**PROVIDED TEXT:**
All About Jazz: What musical artists, both vocal and instrumental, from any genre, did you enjoy listening to most when growing up?

Jane Monhiet: It varied a lot across different genres. In traditional jazz, there's Ella Fitzgerald, Sarah Vaughan, Carmen McRae, Keely Smith, Helen Merrill, Joe Williams, and Sammy Davis Jr.. Almost everyone has influenced me one way or the other; they're all in there. It all becomes part of you. Judy Garland, Bernadette Peters, Barbara Cook, Joni Mitchell, Bonnie Raitt, Stevie Wonder, so many different people! Maura O'Connell, the Irish folk singer. My dad was a bluegrass musician so I grew up with a lot of that as well.

AAJ: What singers do you feel most significantly informed your own singing style?

JM: Certainly Ella, certainly Judy—those are the two major, major ones. Probably Sarah as well. Maybe Bernadette too, because I do tend to sing with my heart on my sleeve, and I learned a lot of that listening to her.

AAJ: The Songbook Sessions: Ella Fitzgerald is the most tightly focused project of your ten recordings. How did the concept for this project come about?

JM: It's something I'd wanted to do for a long time. I'd always wanted to pay tribute to Ella in some way because she was so important to me. I'd just done a live show based on the jazz side of Judy Garland and it was a big success on the road. I followed up with another project, male artists who'd been important to me. But finally I just wanted to do something for Ella. I had the maturity to approach it as myself and not just another acolyte. The timing was perfect in that I had just started my own label, and so we put the project together for touring and recording.

AAJ: Ella Fitzgerald released her own famous "Songbook" series, paying homage to the composers and lyricists of the Great American Songbook. You take this concept a creative generation deeper by highlighting a specific interpreter of this repertoire. What challenges do you see Fitzgerald having had in her approach to the composers/lyricists and what have been your challenges in doing the same with Fitzgerald's body of work?

**DATASET:**

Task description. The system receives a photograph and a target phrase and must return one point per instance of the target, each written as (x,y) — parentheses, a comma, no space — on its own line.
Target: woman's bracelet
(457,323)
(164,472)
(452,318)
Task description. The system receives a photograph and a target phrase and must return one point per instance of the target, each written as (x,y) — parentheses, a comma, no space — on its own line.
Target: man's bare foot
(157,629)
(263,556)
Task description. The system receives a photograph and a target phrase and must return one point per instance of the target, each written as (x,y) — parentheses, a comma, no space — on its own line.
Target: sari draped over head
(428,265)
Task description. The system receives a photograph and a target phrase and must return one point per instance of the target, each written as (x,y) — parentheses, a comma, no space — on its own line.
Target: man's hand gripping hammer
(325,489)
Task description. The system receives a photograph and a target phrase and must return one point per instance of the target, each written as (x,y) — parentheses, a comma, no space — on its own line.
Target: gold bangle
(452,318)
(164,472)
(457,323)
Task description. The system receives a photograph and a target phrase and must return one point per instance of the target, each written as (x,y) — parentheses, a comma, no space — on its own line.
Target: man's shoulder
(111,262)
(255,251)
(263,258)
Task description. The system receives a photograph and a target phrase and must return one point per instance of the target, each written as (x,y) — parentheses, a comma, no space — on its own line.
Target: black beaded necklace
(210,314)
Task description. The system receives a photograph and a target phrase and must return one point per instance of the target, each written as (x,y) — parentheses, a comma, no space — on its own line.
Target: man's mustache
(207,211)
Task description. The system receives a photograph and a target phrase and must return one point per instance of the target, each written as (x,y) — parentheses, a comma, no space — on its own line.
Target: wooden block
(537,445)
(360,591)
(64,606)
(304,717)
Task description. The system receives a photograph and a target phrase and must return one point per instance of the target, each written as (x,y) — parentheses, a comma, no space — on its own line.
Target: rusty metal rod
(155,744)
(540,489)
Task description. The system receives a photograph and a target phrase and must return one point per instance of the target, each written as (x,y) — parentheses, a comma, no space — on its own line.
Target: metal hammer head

**ACTIONS TO TAKE:**
a) According to the interview, what kind of musician was Jane Monhiet's father?
b) Carry the interview forward from its final line.

**RESPONSES IN ORDER:**
a) He was a bluegrass musician.

b)
JM: It's hard for me to judge what Ella's challenges would have been, but from listening to the recordings I can guess that it might have had to do with restraint, really sticking to the melodies and what the composers intended. But that's just me speculating. For me the challenge was to do something different than the recordings I grew up on, and that's where Nicholas [Payton] came in.

AAJ: What criteria did you use in selecting the songs to include on this recording?

JM: I literally just chose my favorites—I love this one, and this one, and this one. Oh, wait a minute, I've got 17 ballads, I have to let go of some of the ballads. With Nicholas, he'd come back and say, I have an arrangement idea for this, this, and this. That's pretty much how it went.

AAJ: How was your experience working with Nicholas Payton?

JM: It was amazing. We hit it off right away. There'd been a lot of mutual respect there for years, so that was a good foundation. When you have a good musical and personal chemistry with someone, when there's a good friendship, it makes the music better. It's important to making great music, which is why I've worked with the same musicians in my trio for so long!

AAJ: How did the arrangements used on The Songbook Sessions come about? Did you provide input?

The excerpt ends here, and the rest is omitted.